■ **Requirement**:
Output all entries verbatim, dropping pictures.

[Point-per-instance localization data]
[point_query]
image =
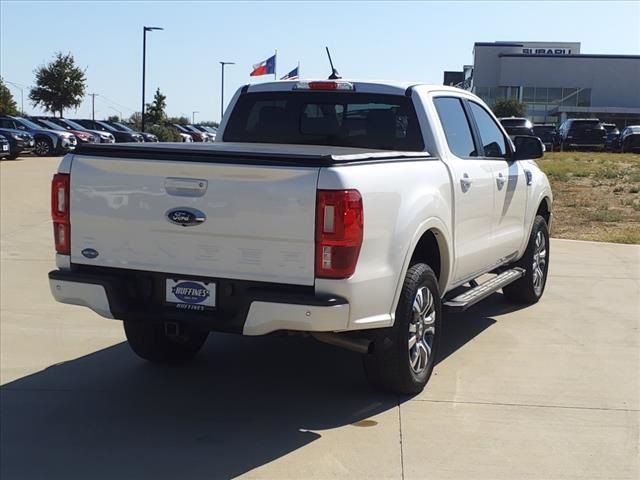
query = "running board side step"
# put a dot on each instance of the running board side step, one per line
(482, 291)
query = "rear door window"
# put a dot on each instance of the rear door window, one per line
(375, 121)
(456, 126)
(493, 141)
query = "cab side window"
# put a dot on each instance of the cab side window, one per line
(493, 141)
(456, 126)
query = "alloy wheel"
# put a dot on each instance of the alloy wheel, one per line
(422, 329)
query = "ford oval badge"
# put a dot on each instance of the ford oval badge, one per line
(90, 253)
(186, 216)
(190, 292)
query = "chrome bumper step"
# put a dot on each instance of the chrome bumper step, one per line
(482, 291)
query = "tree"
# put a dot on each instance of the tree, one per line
(509, 107)
(7, 103)
(155, 111)
(59, 85)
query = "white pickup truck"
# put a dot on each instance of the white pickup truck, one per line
(355, 212)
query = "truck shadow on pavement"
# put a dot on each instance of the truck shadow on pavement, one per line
(243, 403)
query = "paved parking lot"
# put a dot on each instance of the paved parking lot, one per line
(550, 391)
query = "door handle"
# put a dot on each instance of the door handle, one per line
(465, 182)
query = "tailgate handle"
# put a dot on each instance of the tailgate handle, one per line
(186, 187)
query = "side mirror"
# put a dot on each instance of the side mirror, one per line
(527, 148)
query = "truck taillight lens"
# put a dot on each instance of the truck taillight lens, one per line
(60, 213)
(339, 232)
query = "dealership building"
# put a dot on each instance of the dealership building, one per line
(555, 80)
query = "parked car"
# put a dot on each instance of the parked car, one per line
(630, 139)
(547, 134)
(582, 133)
(147, 137)
(613, 136)
(48, 142)
(196, 136)
(357, 233)
(20, 142)
(83, 136)
(206, 136)
(5, 148)
(120, 135)
(105, 137)
(517, 126)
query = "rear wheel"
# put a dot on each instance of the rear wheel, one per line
(403, 356)
(535, 261)
(149, 340)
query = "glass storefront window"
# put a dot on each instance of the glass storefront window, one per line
(569, 97)
(528, 94)
(584, 97)
(554, 95)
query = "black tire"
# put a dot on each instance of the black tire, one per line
(528, 290)
(389, 365)
(148, 340)
(43, 147)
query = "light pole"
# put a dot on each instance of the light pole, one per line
(93, 106)
(119, 112)
(222, 88)
(144, 60)
(20, 87)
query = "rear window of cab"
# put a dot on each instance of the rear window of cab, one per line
(341, 119)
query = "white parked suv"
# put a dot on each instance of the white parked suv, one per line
(352, 211)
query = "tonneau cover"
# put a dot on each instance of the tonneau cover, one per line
(248, 153)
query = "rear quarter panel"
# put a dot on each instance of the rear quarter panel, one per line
(401, 200)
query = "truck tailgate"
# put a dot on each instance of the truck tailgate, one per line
(259, 221)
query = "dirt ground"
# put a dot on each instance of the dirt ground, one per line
(596, 195)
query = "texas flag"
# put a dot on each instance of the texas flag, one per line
(292, 75)
(264, 68)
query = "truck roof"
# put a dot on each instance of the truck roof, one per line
(370, 86)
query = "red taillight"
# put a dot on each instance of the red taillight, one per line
(60, 213)
(339, 232)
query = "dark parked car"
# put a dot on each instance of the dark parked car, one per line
(548, 135)
(517, 126)
(148, 137)
(4, 147)
(105, 137)
(196, 136)
(578, 133)
(613, 135)
(83, 136)
(48, 142)
(19, 142)
(119, 135)
(630, 139)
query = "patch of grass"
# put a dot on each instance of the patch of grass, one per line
(604, 215)
(629, 235)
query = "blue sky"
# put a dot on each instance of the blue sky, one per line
(384, 40)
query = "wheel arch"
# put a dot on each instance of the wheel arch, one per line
(431, 244)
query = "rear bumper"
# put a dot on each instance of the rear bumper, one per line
(247, 308)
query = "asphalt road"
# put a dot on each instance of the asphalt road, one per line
(545, 392)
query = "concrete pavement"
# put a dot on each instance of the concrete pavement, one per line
(549, 391)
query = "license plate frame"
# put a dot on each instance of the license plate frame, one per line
(187, 294)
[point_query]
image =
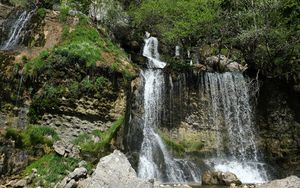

■ **The answer**:
[point_query]
image =
query = "running board side step"
# put a dot on each instance of the running board side step, one per line
(482, 291)
query = "rear door window"
# put a dot on each instance of the rear door window, one per line
(375, 121)
(456, 126)
(493, 141)
query = "cab side window"
# put a dot on each instance of the cab side window, one per line
(493, 141)
(456, 126)
query = "alloy wheel"
# put a dot on each instance of the alloy wheel, one per line
(422, 329)
query = "ford oval badge"
# put a dot on each instance of the ford oval badge, one per line
(90, 253)
(186, 216)
(190, 292)
query = "chrome bumper step"
# put a dot on each instance of the chrome bumper step, one per line
(482, 291)
query = "tree"
# put a dot on each instance of the tree, one per line
(509, 107)
(7, 103)
(155, 111)
(59, 85)
query = "white pickup truck"
# put a dot on each instance of the white pickup truck, one per line
(355, 212)
query = "truck shadow on pavement"
# put a dot on each instance of the truck shadow on pavement, one per line
(243, 403)
query = "paved parking lot"
# put a dot on each instance of the paved parking lot, one per line
(550, 391)
query = "door handle"
# put a dot on each instance of the door handle, one per line
(465, 182)
query = "tailgate handle"
# put a dot on each instance of the tailgate handle, one per line
(186, 187)
query = "side mirror"
# put a dot on each instance of the side mirror, one per line
(527, 148)
query = "truck taillight lens"
# put a dot on each instance of the truck taillight lens, one per line
(60, 213)
(339, 232)
query = "dealership building"
# put a dot on each instance of the dealership building, one per line
(555, 80)
query = "parked car"
# put a dot on each instance of the parked car, one per line
(630, 139)
(547, 134)
(582, 133)
(147, 137)
(613, 136)
(48, 142)
(196, 136)
(357, 233)
(20, 142)
(83, 136)
(206, 136)
(5, 148)
(120, 135)
(105, 137)
(517, 126)
query = "rear wheel"
# put a dot on each instance of the rear wheel, one per line
(403, 356)
(535, 261)
(149, 340)
query = "glass storefront window"
# put a dot on each instance of the glass storefront window, one per line
(569, 97)
(528, 94)
(584, 97)
(554, 95)
query = "black tire"
# put a dot on each instance of the black tire, one per line
(528, 290)
(389, 365)
(148, 340)
(43, 147)
query = "light pole"
# put a dot on each instance of the light pole, one per line
(93, 106)
(119, 112)
(222, 88)
(144, 60)
(20, 87)
query = "rear window of cab"
# put a dot on each instance of the rear window of cab, one per line
(341, 119)
query = "white parked suv"
# put a dot on each instance of the white parked suv, one per line
(352, 211)
query = "tonneau cover"
# put a dot on each instance of the tonneau cover, one per line
(248, 153)
query = "rear quarter panel"
# put a dot on each instance of the rear quarter panel, one per line
(401, 200)
query = "truck tailgate"
# put a dot on each instance of the truck tailgate, one per line
(259, 221)
query = "dirt ground"
# put a dot on each instance of the dirt ground, one per line
(596, 195)
query = "texas flag"
# put a dot on each instance of the texas flag, one per line
(292, 75)
(264, 68)
query = "truck roof"
# put a dot on each instance of the truck roof, one per line
(370, 86)
query = "red taillight"
# put a dot on each instance of the red taillight, one per line
(60, 213)
(339, 232)
query = "dark parked car"
# put a dot on each instance of the dark parked car, one per line
(548, 135)
(517, 126)
(148, 137)
(4, 147)
(105, 137)
(196, 136)
(578, 133)
(613, 135)
(83, 136)
(48, 142)
(19, 142)
(119, 135)
(630, 139)
query = "patch of grass"
# put a dot on each instance of the patch of grass, one per line
(604, 215)
(629, 235)
query = "blue sky"
# put a dot on each instance of the blue sky, one per line
(384, 40)
query = "wheel arch"
# put a dot on each instance of the wheel arch, one per line
(431, 244)
query = "rear bumper"
# put a dot on each instance of the rear bumper, one per line
(247, 308)
query = "asphalt road"
# put a dot on each instance of the asphalt road, one per line
(545, 392)
query = "concrete pavement"
# put a dot on each instance of the concrete pavement, one per line
(549, 391)
query = "license plate frame"
# put a dot on each instance of the license plate frame, one per line
(187, 294)
[point_query]
image =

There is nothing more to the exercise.